-- START Page text --

Which brings us to Martin Luther.  Martin Luther was a German monk who had been taught that God required him to live a righteous life in ordered to be saved.  Although he was scrupulously religious he actually hated God in his heart, for he thought that God required of him what he could not do.  He could not overcome his sin and justify himself.  Then he finally grasped the meaning of a verse in Romans.  'In the gospel the righteousness of God is revealed - a righteousness that is by faith from first to last' (1:17).  'I grasped that the righteousness of God is that righteousness by which, through sheer grace and mercy, God justifies us by faith.  Thereupon I felt myself reborn and to have gone through open doors into paradise ... And as I had formerly hated the expression "the righteousness of God," I now began to regard it as my dearest and most comforting word.'

Luther's thoughts on Romans were to bring comfort to another great figure in church history.  John Wesley was a Church of England clergyman in the 1700s who had returned disillusioned from America where he had served as a missionary.  Despite his strenuous efforts at holiness he felt that he did not know God in an intimate way.  Then, on 24th May 1738, he went to a Moravian meeting in Aldersgate  Street, London.  There someone was reading from the preface to Luther's commentary on Romans.  Wesley explains in his journal, 'about a quarter before nine, while he was describing the change which God works in the heart through faith in Christ, I felt my heart strangely warmed.  I felt I did trust Christ, Christ alone, for salvation; and an assurance was given me that he had taken away my sins, even mine, and saved me from the law of sin and death.'  Wesley became one of the great evangelists of the 1700s.

1.  This message changed Paul's life

As was customary in the Roman world, Paul begins his letter by introducing himself.  'Paul, a servant of Christ Jesus, called to be an apostle and set apart for the gospel of God.'  Paul's own experience demonstrates how the message contained in Romans changes people's lives.

Paul, who was originally call Saul, was a Jew who had been born a Roman citizen.  He was brought up in Tarsus, one of three main centres of Greek culture.  He was a tent-maker.  He was single.  He was trained in the Jewish religion by Gamaliel, one of the greatest rabbis in history.  He was a  Pharisee and he had hated the early church.  It was while he was travelling from Jerusalem to Damascus, hoping to imprison Christians, that he had an encounter with the risen Jesus.  Jesus showed him that he was a rebel who needed to experience peace with God.  Jesus showed him how sinful people can be reconciled to God through the cross.

-- END Page text --

Set tasks:
1: In the passage about Romans, where did Wesley go on 24th May 1738?
2: Pick out each line of the records that contains the string "JSON", treating upper and lower case as different.

-- START Records for processing --

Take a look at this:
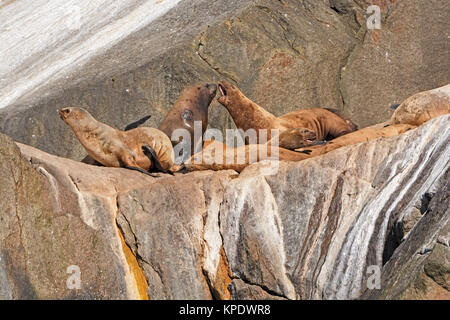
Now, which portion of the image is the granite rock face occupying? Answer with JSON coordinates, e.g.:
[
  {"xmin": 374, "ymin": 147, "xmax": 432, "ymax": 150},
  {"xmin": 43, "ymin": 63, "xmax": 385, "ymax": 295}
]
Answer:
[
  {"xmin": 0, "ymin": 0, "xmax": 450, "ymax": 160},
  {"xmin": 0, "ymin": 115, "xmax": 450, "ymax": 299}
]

-- END Records for processing --
-- START Records for processing --

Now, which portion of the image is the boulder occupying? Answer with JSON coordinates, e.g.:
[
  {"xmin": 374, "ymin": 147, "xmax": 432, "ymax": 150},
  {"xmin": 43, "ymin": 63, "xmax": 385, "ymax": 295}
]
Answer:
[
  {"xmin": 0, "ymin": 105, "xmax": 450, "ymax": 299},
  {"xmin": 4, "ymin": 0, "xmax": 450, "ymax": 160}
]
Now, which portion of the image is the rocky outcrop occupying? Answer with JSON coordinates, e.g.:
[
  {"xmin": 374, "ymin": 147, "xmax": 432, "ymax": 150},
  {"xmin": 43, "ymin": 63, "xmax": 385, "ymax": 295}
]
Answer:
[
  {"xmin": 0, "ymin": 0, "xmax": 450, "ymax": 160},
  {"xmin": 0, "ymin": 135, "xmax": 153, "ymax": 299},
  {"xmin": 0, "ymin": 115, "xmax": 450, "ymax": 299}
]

-- END Records for processing --
-- START Records for processing --

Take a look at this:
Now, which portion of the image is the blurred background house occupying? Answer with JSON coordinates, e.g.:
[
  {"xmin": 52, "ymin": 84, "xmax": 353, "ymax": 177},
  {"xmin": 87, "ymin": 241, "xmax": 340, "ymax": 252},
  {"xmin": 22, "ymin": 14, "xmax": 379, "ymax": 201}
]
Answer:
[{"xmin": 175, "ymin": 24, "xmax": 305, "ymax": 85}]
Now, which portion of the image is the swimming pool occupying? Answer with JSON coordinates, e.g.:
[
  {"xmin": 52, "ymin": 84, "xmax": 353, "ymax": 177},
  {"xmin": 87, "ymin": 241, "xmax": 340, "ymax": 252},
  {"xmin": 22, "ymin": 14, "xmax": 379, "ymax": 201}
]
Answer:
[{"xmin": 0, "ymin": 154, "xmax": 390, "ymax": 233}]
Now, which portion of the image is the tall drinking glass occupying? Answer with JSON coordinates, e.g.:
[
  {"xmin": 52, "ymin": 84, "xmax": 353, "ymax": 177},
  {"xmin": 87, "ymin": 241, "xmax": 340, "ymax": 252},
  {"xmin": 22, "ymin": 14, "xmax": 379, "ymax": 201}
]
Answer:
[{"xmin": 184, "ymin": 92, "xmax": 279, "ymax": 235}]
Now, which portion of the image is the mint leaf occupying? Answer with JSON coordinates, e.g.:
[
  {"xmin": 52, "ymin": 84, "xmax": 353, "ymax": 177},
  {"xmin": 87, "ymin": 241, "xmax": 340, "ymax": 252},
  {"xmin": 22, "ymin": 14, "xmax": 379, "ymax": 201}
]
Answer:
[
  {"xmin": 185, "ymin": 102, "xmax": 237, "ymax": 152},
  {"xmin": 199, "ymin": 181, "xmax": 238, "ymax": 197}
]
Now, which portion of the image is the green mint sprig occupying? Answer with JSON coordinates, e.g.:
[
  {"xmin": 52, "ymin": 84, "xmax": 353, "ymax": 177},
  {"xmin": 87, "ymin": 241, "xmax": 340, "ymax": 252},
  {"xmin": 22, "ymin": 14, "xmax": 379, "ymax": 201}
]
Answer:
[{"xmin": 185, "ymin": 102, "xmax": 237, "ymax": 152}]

-- END Records for processing --

Solutions to the exercise:
1: He went to a Moravian meeting in Aldersgate Street, London.

2:
Now, which portion of the image is the granite rock face occupying? Answer with JSON coordinates, e.g.:
Now, which portion of the image is the boulder occupying? Answer with JSON coordinates, e.g.:
Now, which portion of the image is the rocky outcrop occupying? Answer with JSON coordinates, e.g.:
Now, which portion of the image is the blurred background house occupying? Answer with JSON coordinates, e.g.:
Now, which portion of the image is the swimming pool occupying? Answer with JSON coordinates, e.g.:
Now, which portion of the image is the tall drinking glass occupying? Answer with JSON coordinates, e.g.:
Now, which portion of the image is the mint leaf occupying? Answer with JSON coordinates, e.g.:
Now, which portion of the image is the green mint sprig occupying? Answer with JSON coordinates, e.g.:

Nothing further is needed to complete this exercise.